(Data provided Opens)

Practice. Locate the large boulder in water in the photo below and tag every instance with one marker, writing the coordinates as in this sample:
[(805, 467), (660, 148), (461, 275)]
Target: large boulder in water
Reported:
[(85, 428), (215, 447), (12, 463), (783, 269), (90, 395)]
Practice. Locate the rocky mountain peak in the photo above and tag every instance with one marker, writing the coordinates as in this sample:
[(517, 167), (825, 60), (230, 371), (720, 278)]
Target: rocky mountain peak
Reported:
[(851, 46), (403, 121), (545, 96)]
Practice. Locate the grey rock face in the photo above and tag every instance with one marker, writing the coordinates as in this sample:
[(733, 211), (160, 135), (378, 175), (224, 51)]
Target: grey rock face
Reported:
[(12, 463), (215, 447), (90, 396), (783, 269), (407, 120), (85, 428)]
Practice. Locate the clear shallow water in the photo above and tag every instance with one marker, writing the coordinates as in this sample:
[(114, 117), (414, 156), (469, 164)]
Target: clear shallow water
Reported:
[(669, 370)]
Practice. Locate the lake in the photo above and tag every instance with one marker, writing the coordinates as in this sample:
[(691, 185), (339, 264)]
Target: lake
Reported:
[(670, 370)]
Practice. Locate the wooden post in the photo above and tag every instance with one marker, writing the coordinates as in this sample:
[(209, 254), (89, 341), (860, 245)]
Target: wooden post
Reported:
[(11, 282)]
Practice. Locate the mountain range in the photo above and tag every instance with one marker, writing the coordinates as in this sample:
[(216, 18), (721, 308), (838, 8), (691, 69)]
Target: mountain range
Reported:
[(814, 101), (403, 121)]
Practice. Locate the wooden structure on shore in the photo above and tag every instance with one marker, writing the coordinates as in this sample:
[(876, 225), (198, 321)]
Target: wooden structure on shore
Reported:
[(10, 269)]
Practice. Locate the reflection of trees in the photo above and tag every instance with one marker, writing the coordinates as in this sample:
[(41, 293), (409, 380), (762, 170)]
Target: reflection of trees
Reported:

(Data provided Closes)

*What the task asks*: Exactly as they appear, print the lines from the one holding "Target: lake" through the final line of the entries, and no others.

*Expected answer*:
Target: lake
Reported:
[(670, 370)]
Practice. Locate the wooden post in the photo above and tag every instance with one marker, writing the coordinates as in this sample:
[(209, 254), (89, 341), (860, 245)]
Target: wooden post
Reported:
[(11, 282)]
Practice. Locate the mountain range in the photo above and tag every instance with one marker, writing the coordinates as in this sample:
[(216, 18), (721, 308), (838, 8), (691, 69)]
Target: mountain range
Reported:
[(814, 101), (403, 121)]
Practice. Locate the wooden structure on shore in the photo above and tag every instance with one marker, writing the coordinates as in this sample:
[(876, 225), (198, 321)]
Target: wooden structure on shore
Reported:
[(10, 269)]
Practice. Locate the reflection of trees in the photo above and tag every instance with one marker, writing the coordinates as in this sample:
[(41, 293), (409, 380), (762, 170)]
Target: reflection of trees
Reported:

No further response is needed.